> Working data
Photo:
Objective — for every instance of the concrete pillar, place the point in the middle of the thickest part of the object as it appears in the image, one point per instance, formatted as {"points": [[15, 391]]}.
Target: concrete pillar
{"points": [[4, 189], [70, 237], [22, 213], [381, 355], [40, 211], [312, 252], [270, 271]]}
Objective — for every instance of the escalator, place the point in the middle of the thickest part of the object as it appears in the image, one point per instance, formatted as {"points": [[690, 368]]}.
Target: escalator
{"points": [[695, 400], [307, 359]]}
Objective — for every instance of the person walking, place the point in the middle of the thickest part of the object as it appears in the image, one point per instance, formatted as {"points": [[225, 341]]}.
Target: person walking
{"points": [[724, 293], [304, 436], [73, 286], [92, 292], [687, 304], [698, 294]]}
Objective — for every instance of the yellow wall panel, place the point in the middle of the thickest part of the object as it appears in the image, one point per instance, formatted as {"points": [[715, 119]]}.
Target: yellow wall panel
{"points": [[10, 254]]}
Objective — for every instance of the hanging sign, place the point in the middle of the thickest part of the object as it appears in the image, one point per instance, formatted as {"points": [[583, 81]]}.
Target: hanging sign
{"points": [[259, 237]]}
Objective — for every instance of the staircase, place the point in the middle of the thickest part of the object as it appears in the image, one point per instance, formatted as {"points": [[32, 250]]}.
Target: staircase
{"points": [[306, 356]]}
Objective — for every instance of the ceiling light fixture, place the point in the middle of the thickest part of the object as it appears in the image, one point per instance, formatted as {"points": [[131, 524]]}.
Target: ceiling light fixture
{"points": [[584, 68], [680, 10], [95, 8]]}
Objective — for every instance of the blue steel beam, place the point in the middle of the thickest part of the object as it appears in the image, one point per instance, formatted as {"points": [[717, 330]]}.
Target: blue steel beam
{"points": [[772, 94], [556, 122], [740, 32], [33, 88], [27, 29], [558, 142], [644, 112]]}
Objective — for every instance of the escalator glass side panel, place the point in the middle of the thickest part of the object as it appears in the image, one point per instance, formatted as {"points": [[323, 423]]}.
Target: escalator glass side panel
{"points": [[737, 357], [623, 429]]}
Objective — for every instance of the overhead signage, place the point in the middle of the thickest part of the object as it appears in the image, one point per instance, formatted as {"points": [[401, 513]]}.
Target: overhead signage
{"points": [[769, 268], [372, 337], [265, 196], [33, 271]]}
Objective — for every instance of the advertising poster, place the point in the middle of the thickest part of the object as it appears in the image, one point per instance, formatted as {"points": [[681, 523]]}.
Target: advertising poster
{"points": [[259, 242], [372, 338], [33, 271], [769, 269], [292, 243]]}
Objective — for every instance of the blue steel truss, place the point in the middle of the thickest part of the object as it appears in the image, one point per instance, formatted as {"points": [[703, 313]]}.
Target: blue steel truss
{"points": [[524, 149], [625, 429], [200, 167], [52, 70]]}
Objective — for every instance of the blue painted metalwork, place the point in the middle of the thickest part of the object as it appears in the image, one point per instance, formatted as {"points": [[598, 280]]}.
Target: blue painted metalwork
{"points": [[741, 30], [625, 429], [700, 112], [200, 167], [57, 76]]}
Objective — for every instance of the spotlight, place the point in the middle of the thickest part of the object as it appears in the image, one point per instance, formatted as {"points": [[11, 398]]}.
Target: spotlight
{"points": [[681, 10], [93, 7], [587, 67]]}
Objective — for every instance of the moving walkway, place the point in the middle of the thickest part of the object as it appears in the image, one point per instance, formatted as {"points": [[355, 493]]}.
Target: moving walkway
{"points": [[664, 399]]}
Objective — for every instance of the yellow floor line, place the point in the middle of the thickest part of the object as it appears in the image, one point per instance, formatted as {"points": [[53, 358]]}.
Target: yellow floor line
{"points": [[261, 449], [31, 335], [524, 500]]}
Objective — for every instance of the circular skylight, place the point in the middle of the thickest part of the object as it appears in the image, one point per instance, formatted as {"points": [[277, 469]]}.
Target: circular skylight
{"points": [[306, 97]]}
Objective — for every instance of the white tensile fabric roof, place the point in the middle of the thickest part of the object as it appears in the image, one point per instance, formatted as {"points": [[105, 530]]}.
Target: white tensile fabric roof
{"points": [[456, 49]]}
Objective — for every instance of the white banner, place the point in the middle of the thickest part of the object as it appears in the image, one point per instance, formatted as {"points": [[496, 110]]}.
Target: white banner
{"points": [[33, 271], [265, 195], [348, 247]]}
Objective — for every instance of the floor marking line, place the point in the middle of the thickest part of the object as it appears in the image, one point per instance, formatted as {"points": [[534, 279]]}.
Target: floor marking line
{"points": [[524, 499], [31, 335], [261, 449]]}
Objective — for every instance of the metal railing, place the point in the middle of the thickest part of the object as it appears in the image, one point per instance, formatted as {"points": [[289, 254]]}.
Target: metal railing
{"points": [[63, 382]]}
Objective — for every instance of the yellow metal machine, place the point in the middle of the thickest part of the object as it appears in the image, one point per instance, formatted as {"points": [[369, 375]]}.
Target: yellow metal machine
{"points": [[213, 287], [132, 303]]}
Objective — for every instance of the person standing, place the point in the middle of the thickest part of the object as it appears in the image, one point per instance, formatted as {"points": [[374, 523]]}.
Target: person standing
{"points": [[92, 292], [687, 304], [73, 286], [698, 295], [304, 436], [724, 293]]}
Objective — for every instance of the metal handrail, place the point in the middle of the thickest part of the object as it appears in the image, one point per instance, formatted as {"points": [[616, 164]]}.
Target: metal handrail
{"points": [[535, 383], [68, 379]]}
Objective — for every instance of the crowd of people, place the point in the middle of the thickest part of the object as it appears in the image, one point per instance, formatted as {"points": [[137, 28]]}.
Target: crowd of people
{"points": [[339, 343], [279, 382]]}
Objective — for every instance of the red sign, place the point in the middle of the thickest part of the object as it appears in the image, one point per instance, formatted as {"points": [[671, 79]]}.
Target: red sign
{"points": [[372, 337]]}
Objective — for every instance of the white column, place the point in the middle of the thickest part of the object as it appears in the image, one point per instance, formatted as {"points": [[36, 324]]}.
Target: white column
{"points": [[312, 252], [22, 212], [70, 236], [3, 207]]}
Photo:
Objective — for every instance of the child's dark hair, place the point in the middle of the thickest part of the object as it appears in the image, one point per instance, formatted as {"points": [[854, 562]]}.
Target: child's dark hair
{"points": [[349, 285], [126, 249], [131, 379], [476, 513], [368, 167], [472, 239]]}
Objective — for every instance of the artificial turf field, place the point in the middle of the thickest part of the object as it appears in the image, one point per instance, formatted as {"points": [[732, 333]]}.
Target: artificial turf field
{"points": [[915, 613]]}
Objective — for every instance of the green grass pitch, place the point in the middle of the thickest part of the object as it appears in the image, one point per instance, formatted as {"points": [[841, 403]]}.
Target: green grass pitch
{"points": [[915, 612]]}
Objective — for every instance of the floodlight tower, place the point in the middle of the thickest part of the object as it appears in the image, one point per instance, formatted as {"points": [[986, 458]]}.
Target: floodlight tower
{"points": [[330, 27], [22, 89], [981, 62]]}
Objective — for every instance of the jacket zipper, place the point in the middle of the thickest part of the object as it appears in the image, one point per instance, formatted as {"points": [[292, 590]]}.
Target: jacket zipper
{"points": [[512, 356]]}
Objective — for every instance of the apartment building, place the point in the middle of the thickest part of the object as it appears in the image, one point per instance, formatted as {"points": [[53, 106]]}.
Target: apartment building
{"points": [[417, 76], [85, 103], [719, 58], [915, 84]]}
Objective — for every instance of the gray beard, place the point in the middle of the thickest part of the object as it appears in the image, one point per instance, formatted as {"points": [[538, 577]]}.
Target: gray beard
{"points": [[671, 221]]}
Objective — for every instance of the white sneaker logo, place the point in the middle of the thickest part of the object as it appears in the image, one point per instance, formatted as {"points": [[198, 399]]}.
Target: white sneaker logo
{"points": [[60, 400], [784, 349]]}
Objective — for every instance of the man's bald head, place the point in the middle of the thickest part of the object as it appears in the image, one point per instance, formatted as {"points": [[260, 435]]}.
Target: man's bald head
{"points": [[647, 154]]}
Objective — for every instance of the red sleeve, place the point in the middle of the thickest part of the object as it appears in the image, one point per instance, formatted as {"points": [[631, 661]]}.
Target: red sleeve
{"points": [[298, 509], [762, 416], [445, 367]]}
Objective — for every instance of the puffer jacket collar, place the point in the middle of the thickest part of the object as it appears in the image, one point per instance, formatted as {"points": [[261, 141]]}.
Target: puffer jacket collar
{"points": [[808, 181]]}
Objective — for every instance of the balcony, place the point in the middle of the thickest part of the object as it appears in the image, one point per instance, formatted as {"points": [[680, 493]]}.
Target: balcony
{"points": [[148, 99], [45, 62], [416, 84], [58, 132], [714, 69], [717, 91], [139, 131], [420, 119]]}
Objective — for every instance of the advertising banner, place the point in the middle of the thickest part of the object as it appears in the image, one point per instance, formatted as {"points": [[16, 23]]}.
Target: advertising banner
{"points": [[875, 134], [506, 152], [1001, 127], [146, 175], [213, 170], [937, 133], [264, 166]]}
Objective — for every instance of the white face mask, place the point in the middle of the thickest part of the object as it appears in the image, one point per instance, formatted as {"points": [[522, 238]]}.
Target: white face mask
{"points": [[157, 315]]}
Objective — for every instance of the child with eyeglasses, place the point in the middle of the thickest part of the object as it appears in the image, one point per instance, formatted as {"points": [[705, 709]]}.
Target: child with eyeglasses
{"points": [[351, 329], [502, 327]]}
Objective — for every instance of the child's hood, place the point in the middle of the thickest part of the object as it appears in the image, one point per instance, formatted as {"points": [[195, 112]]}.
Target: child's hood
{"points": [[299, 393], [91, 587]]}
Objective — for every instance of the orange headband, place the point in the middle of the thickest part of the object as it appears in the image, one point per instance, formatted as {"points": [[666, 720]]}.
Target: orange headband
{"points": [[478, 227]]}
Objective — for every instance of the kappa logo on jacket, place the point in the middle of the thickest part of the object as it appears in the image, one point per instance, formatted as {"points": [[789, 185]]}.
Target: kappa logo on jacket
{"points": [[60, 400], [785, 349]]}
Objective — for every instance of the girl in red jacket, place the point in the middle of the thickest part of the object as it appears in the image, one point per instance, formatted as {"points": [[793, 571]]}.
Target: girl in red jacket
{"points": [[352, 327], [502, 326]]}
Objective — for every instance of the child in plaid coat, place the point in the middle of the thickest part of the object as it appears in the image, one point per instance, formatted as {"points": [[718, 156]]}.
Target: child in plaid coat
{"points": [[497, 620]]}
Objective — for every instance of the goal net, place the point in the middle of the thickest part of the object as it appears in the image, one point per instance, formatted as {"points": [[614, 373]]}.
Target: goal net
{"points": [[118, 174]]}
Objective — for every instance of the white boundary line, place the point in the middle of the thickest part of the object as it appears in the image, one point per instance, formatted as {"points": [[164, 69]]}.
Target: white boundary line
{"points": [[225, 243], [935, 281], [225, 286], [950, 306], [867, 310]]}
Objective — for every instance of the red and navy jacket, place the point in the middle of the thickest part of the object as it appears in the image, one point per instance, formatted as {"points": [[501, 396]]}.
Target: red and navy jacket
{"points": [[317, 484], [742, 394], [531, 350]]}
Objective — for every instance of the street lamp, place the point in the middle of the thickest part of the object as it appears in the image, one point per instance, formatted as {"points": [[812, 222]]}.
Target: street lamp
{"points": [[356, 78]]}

> Your instructions
Reproduce verbatim every line from the start of the entries down to and including the line containing "Target: concrete pillar".

> Solution for this exercise
Photo:
Objective — for every instance of the concrete pillar, place the point in the middle of the thickest part of the object as it appears in the image, one point per instance, formatted as {"points": [[15, 391]]}.
Target: concrete pillar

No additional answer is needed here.